▶ _How to complete this task_
In your reply, reproduce the lines from the first one below to the line containing "Where can you see the green grass", inclusive, exactly as they stand.

Start of Block

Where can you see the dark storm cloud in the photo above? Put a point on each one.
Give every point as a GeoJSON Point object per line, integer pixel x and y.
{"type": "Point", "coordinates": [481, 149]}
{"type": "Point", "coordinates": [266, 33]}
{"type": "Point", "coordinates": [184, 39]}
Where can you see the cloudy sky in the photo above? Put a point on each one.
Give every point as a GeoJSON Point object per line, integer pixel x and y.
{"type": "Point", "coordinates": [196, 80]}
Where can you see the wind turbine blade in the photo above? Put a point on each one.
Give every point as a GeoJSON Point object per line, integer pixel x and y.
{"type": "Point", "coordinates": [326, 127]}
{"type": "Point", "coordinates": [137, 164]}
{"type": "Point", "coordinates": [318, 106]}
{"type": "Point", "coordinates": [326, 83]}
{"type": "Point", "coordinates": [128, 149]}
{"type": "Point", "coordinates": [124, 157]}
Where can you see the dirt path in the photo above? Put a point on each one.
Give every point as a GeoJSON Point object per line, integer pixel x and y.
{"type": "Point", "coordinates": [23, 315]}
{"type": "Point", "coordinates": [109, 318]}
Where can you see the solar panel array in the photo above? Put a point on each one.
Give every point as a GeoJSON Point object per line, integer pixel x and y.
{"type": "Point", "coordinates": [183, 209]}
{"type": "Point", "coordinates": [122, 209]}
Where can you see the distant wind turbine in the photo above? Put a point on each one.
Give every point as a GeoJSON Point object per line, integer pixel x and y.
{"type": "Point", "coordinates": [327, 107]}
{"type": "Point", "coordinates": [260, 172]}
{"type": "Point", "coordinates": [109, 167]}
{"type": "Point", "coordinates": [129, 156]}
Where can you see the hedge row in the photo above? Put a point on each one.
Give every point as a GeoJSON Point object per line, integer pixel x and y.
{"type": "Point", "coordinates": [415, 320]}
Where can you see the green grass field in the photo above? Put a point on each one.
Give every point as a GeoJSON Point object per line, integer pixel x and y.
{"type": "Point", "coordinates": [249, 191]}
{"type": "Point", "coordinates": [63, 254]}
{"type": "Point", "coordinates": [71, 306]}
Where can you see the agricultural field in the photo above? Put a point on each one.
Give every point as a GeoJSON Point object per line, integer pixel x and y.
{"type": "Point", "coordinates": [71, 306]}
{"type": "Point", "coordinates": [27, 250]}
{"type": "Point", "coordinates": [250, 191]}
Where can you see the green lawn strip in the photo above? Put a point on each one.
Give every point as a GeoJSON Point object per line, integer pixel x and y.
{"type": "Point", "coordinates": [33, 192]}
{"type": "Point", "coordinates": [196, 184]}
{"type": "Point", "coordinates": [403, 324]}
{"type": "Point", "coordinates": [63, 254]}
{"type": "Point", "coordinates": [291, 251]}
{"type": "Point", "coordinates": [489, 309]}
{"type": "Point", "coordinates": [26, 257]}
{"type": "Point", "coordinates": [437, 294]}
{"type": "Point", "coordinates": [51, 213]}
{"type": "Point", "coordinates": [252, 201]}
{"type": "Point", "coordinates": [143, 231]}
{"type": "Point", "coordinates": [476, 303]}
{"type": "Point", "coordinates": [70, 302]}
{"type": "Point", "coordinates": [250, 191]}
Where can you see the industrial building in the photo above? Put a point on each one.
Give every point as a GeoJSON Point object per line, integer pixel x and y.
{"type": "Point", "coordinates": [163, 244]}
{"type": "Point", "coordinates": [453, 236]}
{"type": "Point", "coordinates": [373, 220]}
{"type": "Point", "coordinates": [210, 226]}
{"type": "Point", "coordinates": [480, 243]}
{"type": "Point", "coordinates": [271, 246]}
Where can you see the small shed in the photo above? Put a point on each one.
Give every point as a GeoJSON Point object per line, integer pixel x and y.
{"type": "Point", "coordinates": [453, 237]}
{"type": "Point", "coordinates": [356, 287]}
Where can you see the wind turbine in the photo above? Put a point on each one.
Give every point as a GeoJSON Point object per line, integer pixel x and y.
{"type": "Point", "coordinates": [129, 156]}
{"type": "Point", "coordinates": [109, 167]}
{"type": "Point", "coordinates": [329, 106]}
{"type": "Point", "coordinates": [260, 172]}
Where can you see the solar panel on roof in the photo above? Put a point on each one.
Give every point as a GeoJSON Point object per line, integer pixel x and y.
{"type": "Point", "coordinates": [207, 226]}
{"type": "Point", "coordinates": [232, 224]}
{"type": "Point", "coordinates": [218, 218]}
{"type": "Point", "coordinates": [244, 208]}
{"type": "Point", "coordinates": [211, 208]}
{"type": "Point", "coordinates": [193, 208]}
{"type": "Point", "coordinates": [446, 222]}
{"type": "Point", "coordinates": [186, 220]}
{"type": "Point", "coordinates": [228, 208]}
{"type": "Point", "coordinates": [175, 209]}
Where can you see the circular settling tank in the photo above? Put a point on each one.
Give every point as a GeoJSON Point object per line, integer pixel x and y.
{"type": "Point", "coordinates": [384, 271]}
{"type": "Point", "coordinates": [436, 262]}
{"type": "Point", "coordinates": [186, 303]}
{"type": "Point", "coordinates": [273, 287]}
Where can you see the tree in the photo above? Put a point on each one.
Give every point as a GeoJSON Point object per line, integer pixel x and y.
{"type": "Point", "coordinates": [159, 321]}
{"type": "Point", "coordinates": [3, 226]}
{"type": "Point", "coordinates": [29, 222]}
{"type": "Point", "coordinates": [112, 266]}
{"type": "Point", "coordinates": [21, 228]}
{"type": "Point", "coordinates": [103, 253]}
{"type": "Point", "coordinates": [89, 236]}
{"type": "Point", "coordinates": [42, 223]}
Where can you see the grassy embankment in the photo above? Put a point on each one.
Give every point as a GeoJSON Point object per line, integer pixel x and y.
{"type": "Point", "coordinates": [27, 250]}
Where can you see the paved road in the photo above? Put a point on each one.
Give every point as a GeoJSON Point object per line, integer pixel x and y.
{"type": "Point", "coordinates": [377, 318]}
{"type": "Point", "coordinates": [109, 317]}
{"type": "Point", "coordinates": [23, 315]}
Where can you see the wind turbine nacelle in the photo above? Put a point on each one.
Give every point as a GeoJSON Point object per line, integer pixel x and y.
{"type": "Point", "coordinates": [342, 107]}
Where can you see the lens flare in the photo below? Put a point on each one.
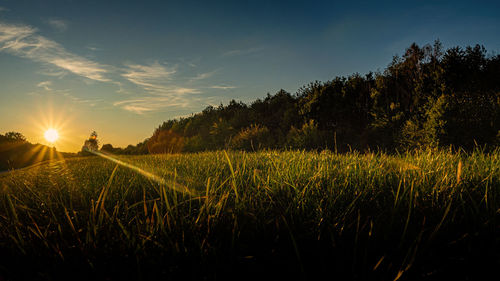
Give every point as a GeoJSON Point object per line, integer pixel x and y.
{"type": "Point", "coordinates": [51, 135]}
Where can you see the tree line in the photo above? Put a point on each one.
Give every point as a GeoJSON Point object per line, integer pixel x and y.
{"type": "Point", "coordinates": [428, 97]}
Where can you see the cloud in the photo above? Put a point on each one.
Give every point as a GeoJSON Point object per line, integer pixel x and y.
{"type": "Point", "coordinates": [152, 103]}
{"type": "Point", "coordinates": [160, 91]}
{"type": "Point", "coordinates": [240, 52]}
{"type": "Point", "coordinates": [151, 77]}
{"type": "Point", "coordinates": [23, 41]}
{"type": "Point", "coordinates": [222, 87]}
{"type": "Point", "coordinates": [58, 24]}
{"type": "Point", "coordinates": [202, 76]}
{"type": "Point", "coordinates": [45, 85]}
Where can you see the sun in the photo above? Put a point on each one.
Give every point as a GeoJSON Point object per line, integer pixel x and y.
{"type": "Point", "coordinates": [51, 135]}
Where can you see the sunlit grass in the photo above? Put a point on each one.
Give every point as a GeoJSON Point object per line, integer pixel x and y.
{"type": "Point", "coordinates": [297, 213]}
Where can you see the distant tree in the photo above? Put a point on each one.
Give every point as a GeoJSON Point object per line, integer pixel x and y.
{"type": "Point", "coordinates": [252, 138]}
{"type": "Point", "coordinates": [92, 144]}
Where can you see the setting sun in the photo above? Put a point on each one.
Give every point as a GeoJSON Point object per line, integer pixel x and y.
{"type": "Point", "coordinates": [51, 135]}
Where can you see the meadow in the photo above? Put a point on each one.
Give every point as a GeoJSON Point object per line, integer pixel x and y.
{"type": "Point", "coordinates": [425, 215]}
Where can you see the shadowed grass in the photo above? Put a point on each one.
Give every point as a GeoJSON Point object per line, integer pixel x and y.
{"type": "Point", "coordinates": [420, 215]}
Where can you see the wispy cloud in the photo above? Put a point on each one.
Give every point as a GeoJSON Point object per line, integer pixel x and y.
{"type": "Point", "coordinates": [152, 103]}
{"type": "Point", "coordinates": [58, 24]}
{"type": "Point", "coordinates": [202, 76]}
{"type": "Point", "coordinates": [23, 41]}
{"type": "Point", "coordinates": [160, 90]}
{"type": "Point", "coordinates": [239, 52]}
{"type": "Point", "coordinates": [45, 85]}
{"type": "Point", "coordinates": [222, 87]}
{"type": "Point", "coordinates": [152, 77]}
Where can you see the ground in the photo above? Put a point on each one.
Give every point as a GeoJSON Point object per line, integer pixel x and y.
{"type": "Point", "coordinates": [422, 215]}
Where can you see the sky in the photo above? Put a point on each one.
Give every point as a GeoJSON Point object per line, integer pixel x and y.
{"type": "Point", "coordinates": [121, 68]}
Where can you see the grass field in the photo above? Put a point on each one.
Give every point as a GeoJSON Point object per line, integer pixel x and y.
{"type": "Point", "coordinates": [217, 215]}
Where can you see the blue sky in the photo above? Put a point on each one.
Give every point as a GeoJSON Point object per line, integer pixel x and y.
{"type": "Point", "coordinates": [123, 67]}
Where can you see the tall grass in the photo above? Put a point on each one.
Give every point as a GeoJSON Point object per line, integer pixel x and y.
{"type": "Point", "coordinates": [419, 215]}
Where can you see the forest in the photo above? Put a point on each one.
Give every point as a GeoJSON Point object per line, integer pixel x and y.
{"type": "Point", "coordinates": [427, 98]}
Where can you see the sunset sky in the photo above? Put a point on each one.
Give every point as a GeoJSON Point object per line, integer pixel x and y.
{"type": "Point", "coordinates": [121, 68]}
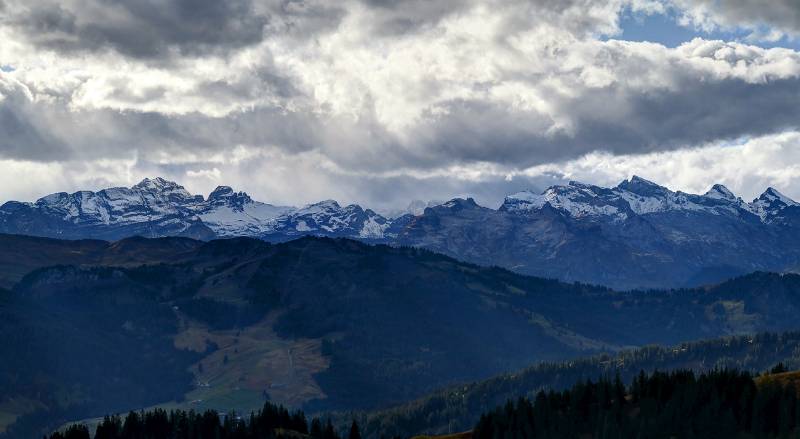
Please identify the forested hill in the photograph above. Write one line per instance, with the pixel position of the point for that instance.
(343, 325)
(458, 408)
(720, 404)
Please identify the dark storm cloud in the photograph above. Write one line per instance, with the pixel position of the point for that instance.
(612, 119)
(142, 28)
(48, 130)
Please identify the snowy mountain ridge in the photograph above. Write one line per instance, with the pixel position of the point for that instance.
(636, 234)
(638, 196)
(229, 213)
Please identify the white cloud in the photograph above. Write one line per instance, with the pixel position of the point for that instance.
(349, 100)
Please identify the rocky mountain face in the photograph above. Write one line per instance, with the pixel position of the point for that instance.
(635, 235)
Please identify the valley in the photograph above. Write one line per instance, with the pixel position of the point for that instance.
(319, 323)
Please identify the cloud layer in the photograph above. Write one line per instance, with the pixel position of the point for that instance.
(372, 101)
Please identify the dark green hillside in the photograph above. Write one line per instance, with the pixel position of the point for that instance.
(20, 255)
(458, 408)
(325, 324)
(719, 404)
(269, 422)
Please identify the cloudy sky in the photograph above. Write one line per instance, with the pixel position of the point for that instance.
(381, 102)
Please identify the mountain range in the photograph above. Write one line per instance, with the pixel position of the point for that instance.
(637, 234)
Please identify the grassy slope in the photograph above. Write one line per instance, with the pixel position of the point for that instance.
(391, 336)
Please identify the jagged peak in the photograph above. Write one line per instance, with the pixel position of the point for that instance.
(772, 195)
(720, 192)
(460, 203)
(641, 186)
(157, 183)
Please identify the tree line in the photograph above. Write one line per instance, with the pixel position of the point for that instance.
(272, 421)
(722, 404)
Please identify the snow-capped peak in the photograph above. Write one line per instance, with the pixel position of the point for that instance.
(770, 203)
(720, 192)
(636, 196)
(640, 186)
(772, 195)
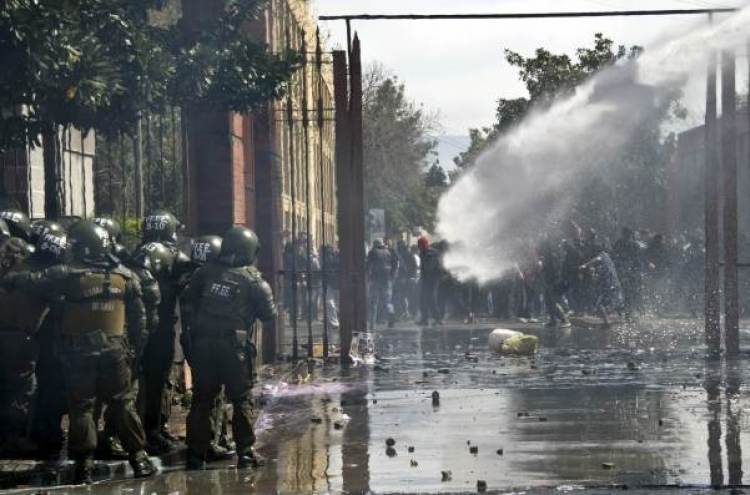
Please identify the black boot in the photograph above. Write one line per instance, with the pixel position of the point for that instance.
(195, 462)
(250, 459)
(84, 470)
(142, 465)
(218, 453)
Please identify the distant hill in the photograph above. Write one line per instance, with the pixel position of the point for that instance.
(449, 146)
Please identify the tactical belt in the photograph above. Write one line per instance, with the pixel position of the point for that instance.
(104, 311)
(224, 333)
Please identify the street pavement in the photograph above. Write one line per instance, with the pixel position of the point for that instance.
(636, 406)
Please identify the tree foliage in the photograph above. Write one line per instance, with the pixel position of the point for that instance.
(639, 190)
(398, 152)
(100, 63)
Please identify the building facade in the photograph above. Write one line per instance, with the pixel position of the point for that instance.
(272, 170)
(22, 175)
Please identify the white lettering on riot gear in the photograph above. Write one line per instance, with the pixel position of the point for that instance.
(102, 306)
(221, 290)
(156, 222)
(13, 216)
(53, 244)
(200, 251)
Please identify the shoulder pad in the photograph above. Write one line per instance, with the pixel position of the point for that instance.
(252, 272)
(123, 271)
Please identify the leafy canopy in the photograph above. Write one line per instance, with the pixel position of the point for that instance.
(546, 76)
(401, 174)
(100, 63)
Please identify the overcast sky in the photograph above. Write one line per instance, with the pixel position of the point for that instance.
(457, 67)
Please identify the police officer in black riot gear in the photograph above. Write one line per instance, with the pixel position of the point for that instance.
(226, 298)
(206, 249)
(41, 227)
(147, 262)
(50, 402)
(20, 317)
(114, 230)
(18, 223)
(100, 299)
(4, 230)
(161, 228)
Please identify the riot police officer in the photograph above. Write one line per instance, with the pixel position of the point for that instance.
(100, 298)
(226, 297)
(41, 227)
(206, 249)
(51, 245)
(114, 230)
(18, 223)
(161, 227)
(20, 317)
(147, 262)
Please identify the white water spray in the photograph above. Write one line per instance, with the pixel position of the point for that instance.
(527, 181)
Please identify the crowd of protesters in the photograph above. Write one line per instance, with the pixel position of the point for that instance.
(577, 272)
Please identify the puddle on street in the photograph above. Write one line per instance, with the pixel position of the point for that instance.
(630, 406)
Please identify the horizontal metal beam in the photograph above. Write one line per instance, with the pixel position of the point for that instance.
(534, 15)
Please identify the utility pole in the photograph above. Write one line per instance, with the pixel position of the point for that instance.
(711, 217)
(729, 169)
(343, 193)
(138, 160)
(357, 205)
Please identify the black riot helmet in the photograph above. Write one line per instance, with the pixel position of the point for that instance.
(205, 249)
(240, 247)
(160, 226)
(112, 227)
(88, 242)
(41, 227)
(154, 257)
(18, 223)
(51, 247)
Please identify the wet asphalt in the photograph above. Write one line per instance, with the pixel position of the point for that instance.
(634, 407)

End of Block

▶ _Solution_
Where can you see the dark storm cloud in the photo above? Put a point on each one.
Give every point as a GeoJSON Point object per line, integer pixel x and y.
{"type": "Point", "coordinates": [481, 149]}
{"type": "Point", "coordinates": [266, 33]}
{"type": "Point", "coordinates": [184, 39]}
Where can you see the cloudy sky in the photo above? Put a point on each one.
Give every point as a GeoJSON Point object per line, integer pixel x and y.
{"type": "Point", "coordinates": [196, 80]}
Where can you see the wind turbine blade in the photo above? Put a point on each one.
Give every point as a GeoJSON Point object per line, integer pixel x and y.
{"type": "Point", "coordinates": [326, 127]}
{"type": "Point", "coordinates": [137, 164]}
{"type": "Point", "coordinates": [318, 106]}
{"type": "Point", "coordinates": [326, 83]}
{"type": "Point", "coordinates": [128, 149]}
{"type": "Point", "coordinates": [124, 157]}
Where can you see the dirt path in the photo above? Put a point on each one.
Give every point as a GeoJSON Point object per line, integer pixel x and y.
{"type": "Point", "coordinates": [23, 315]}
{"type": "Point", "coordinates": [109, 318]}
Where can you see the solar panel array in the photo above? Put a point on each one.
Give every point as a GeoJSON Point object per line, integer pixel x and y.
{"type": "Point", "coordinates": [183, 209]}
{"type": "Point", "coordinates": [122, 209]}
Where can you see the distant wind turbine in the photo above? Put a point on each one.
Give every point as a GeoJSON Point object per line, integer pixel x and y.
{"type": "Point", "coordinates": [327, 107]}
{"type": "Point", "coordinates": [260, 172]}
{"type": "Point", "coordinates": [109, 167]}
{"type": "Point", "coordinates": [129, 156]}
Where can you see the hedge row in the photo above? Put a point on each one.
Give every point as a GeoJSON Point object per line, integer pixel x and y.
{"type": "Point", "coordinates": [415, 320]}
Where can you see the green grass field in the photo above? Put a point on each one.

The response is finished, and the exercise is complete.